WHAT IS ASKED
Output all of the data below exactly as given.

THE DATA
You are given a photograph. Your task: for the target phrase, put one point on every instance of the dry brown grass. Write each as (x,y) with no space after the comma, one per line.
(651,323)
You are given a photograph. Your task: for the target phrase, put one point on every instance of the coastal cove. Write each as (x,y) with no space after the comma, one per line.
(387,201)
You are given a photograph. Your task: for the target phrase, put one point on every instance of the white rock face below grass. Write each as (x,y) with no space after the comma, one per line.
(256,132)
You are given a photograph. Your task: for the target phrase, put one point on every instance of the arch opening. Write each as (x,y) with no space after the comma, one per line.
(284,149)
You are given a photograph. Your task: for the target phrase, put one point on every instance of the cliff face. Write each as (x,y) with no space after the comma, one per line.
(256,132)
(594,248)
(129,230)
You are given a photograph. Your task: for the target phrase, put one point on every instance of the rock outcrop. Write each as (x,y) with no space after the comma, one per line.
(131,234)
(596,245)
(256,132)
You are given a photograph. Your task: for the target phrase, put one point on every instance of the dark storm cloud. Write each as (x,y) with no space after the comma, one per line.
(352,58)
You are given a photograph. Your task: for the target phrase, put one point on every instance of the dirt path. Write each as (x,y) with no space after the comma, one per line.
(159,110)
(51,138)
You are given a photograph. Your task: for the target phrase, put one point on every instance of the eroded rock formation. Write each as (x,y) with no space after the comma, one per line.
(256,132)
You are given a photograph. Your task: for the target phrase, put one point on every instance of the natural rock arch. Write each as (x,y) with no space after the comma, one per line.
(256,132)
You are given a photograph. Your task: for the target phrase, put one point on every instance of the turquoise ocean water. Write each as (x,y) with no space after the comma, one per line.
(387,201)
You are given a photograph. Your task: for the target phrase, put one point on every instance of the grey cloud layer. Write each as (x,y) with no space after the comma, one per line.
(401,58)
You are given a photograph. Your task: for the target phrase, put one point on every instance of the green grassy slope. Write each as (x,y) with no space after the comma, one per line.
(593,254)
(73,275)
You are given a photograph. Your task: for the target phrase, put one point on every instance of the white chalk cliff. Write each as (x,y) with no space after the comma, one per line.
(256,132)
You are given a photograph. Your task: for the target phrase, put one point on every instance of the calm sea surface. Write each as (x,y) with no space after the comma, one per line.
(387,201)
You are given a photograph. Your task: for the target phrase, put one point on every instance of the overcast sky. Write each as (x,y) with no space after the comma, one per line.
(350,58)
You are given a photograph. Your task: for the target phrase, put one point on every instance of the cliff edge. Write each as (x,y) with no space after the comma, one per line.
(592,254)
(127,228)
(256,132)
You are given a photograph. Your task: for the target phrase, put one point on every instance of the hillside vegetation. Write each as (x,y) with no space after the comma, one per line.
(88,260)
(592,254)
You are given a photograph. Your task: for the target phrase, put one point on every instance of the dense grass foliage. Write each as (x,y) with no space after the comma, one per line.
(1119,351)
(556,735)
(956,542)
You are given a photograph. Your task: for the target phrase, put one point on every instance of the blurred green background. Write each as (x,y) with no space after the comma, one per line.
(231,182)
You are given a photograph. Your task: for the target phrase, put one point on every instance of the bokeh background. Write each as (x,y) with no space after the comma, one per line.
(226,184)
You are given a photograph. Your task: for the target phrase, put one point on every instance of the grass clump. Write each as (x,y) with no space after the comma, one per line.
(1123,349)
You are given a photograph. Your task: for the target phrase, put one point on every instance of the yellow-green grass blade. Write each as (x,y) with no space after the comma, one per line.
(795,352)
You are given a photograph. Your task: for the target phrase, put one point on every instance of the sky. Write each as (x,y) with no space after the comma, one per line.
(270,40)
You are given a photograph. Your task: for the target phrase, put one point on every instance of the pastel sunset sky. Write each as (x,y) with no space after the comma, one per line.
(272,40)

RESULT OF THE TASK
You are given a photograph. Your task: for the target phrase, put one point on every instance of the dry brown grass. Write each as (x,y) with no space after the comma, one per line.
(651,323)
You are given a photograph. Your task: for the target phrase, put one point on every instance of the coastal cove. Write each as (x,y) with no space after the comma, one per line.
(387,201)
You are given a photograph. Your task: for the target phrase, put one point on every instance of the white rock face below grass. Write each as (x,y) with no space after the comma, one per line.
(256,132)
You are given a photograph. Your task: for the target phrase, put one point on every instance of the arch opening. Write each as (x,y) with no space after the comma, one per line.
(284,149)
You are given a photograph. Your task: for the target phrase, put one point on every instance of the cliff face. Write each as (x,y) with no space after the comma, one per line.
(256,132)
(594,248)
(129,230)
You are given a photograph. Your task: for the target phrase, put one point on every instance of the rock outcrop. Write each as (x,y) with no space after the comma, one per line.
(131,234)
(596,245)
(256,132)
You are given a photograph. Your task: for the target phrase, put one point on every instance of the dark storm cloud. Write each as (x,y) with no space after the comma, one per line.
(352,58)
You are given a photograph. Your task: for the target phrase, put one point on every instance of the dirt path. Write each as (x,y) with no space after the comma, one per line.
(159,110)
(51,138)
You are given a photograph. Your task: for the target phrase, put one point on every instance of the eroded rock formation. Write each as (x,y) with no space after the comma, one per line.
(256,132)
You are given a photograph. Your task: for the target phrase, put one point on every instance of the natural rock arch. Write each as (x,y) with no space after the comma, one per line.
(256,132)
You are given a photograph. Your task: for the target phrase, put one point on every instance of the turquoise ocean water. Write each as (x,y) with no space after the comma, one per line.
(387,201)
You are given a photograph. Your task: for the target phrase, put one point on every instance of the grey cloud layer. Write each as (x,y) with no space after the comma, one per line.
(401,58)
You are given a photograph. Your task: for the target phrase, put one point on every instance of the green grassy slope. Write each as (x,y) with no space after the comma, one per line.
(593,254)
(73,275)
You are given a photograph. Your task: for the target phrase, put one point on every instance of the white chalk cliff. Write each as (x,y) with no space after the comma, one per line.
(256,132)
You are given a photograph. Your task: for the target phrase, put one point on every instance of the calm sea surface. Write each as (x,y) with no space after the comma, one per line.
(387,201)
You are given a photograph. Your task: for the target phrase, put one point on every instance of the overcast sky. Write each as (x,y) with no space after the comma, one per line.
(350,58)
You are given a photograph. Your task: for the target phrase, put one point on every instance of the cliff edge. Write each as (x,y) with no space after the comma, one per line.
(592,254)
(127,228)
(256,132)
You are given a photograph. Your task: for the target phrase, put one point on every instance of the hillside vegetation. Write each as (x,y) with no space after the comma, one per line.
(88,260)
(592,254)
You are given a photograph. Your task: for the target phrase, put one point on every instance of the dense grass foliage. Write each as (x,y) with no space after the comma, one per line.
(1119,351)
(556,735)
(956,542)
You are given a photograph. Your task: for the target phrase, put one point on every instance of the blurred green background. Write each as (x,y) with no space after the comma, one per line.
(231,182)
You are given a photograph. Your task: for the target phrase, put one point on every instance of the bokeh background. Write each as (x,y) with no space after the comma, one per line.
(226,184)
You are given a photograph. Your task: for the target phrase, put one point on every instance of the grass clump. Write each as (x,y) with no space after the comma, one per line.
(1123,349)
You are given a photograph. Your task: for the target phrase, put one point on every instance of the yellow-green grass blade. Write each as (x,y) with no space after the comma, one per line.
(795,352)
You are given a photograph. Your task: for the target phrase, put one point on every instance of the sky. Write each as (x,y) with no space after the comma, one per line.
(270,40)
You are given a photograph. Your task: for the target phrase, put one point on every instance of the pastel sunset sky. Write each as (x,y) with no space after the comma, one per line.
(272,40)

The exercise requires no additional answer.